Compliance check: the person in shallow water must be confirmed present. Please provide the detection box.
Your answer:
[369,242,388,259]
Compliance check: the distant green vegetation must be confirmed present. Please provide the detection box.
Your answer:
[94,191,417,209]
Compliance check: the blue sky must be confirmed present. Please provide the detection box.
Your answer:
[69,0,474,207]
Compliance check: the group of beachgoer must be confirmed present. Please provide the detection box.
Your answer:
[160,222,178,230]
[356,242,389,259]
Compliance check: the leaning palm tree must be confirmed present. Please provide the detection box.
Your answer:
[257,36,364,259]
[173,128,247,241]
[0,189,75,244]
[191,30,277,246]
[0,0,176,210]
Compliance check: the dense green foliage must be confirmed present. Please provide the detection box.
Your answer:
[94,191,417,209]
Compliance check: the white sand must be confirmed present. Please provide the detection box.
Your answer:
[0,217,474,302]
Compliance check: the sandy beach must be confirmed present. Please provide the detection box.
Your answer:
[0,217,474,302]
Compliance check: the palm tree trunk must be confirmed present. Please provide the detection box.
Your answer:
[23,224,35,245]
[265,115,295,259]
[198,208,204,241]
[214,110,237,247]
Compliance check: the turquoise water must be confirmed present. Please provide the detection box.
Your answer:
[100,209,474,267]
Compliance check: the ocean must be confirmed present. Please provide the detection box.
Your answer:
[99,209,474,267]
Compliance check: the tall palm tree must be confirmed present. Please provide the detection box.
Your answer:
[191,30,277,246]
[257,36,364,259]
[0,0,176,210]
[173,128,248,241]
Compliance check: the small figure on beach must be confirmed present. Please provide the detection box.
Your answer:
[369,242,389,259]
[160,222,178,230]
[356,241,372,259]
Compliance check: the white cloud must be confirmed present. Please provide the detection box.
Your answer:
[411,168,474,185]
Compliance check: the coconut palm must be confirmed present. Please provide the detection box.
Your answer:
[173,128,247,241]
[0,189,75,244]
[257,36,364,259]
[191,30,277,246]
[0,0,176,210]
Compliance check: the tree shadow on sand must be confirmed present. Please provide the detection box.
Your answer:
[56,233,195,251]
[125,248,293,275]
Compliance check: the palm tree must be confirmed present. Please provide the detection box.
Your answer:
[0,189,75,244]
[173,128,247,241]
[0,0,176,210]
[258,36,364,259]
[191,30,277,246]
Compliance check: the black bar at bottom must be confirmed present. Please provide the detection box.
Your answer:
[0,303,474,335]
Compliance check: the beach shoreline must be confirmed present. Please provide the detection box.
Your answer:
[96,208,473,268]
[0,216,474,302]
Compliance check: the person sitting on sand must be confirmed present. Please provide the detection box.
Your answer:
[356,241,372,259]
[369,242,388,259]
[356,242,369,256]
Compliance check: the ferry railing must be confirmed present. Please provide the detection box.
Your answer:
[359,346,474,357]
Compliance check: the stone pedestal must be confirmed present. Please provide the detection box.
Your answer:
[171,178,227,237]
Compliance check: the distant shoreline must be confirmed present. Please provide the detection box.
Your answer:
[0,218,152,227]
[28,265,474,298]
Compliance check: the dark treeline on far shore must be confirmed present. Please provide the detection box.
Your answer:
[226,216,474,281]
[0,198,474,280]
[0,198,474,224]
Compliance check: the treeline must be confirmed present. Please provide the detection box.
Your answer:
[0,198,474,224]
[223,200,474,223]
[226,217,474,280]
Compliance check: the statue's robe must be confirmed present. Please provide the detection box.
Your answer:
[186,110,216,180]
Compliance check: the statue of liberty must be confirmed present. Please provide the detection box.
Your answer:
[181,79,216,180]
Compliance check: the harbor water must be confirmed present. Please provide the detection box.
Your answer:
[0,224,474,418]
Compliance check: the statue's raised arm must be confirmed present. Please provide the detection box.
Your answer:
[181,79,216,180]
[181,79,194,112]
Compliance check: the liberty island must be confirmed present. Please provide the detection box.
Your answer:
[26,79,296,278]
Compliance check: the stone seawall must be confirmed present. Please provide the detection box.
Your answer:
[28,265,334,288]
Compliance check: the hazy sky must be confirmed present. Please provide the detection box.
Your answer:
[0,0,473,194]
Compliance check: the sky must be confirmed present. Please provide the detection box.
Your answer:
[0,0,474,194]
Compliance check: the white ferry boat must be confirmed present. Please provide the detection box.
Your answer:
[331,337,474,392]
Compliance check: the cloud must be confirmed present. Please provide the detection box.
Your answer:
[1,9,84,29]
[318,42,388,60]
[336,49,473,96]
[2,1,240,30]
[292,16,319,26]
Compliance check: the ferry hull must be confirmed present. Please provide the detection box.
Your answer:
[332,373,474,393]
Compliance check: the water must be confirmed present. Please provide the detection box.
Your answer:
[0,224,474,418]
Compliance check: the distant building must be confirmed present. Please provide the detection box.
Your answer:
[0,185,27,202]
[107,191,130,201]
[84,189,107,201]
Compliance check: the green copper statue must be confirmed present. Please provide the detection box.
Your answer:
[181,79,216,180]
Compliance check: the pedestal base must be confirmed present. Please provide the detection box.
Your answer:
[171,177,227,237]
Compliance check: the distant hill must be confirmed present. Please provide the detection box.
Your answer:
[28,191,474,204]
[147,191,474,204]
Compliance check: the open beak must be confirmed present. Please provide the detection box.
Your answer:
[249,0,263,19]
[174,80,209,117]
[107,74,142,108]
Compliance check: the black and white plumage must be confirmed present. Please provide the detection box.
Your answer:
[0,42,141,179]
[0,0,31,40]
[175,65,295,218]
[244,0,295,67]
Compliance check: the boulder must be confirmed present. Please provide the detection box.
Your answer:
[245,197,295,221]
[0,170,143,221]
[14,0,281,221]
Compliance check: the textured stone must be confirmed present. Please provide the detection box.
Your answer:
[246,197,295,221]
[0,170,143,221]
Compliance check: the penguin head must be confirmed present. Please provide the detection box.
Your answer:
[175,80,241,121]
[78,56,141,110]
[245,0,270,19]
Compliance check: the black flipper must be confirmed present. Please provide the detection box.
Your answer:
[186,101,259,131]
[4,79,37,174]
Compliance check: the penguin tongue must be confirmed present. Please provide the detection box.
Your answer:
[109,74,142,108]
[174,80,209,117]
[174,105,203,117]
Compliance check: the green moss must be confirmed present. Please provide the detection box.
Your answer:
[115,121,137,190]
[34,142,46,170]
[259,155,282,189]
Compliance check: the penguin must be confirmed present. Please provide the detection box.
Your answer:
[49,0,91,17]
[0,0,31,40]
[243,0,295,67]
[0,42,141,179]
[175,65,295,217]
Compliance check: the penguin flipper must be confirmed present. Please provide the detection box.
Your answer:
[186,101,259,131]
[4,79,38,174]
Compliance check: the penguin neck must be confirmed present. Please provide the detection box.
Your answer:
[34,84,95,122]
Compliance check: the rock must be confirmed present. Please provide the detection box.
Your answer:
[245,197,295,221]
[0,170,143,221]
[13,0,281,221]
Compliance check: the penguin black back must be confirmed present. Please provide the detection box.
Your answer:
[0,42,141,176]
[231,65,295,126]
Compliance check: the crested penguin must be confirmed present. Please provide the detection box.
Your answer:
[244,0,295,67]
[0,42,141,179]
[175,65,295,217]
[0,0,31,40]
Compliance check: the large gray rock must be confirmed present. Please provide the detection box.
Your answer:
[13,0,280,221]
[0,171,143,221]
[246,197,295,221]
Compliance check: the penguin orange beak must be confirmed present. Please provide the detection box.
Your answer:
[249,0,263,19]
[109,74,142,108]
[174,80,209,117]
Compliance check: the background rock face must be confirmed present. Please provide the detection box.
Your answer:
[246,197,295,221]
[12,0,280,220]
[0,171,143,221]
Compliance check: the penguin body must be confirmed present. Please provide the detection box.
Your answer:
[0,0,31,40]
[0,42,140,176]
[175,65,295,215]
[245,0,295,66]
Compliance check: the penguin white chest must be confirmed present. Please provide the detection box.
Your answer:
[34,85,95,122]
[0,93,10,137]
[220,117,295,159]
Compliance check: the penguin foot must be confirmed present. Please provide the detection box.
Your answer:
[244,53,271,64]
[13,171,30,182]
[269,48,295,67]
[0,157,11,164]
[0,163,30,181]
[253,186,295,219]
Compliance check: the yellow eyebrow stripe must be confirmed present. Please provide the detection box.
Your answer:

══════

What you are asked to do. Reproduce the items word for word, starting from the first line of the items and ending with the line that contains "[69,0,474,207]", including that line.

Answer.
Compliance check: the person in shallow water must be confirmed present. Please provide the detection box.
Your answer:
[369,242,388,259]
Compliance check: the distant green vegetation must be confirmed present. Please provide the detection box.
Your answer:
[94,191,417,209]
Compliance check: the blue sky must be confirmed present. Please provide the detection box.
Your answer:
[69,0,474,207]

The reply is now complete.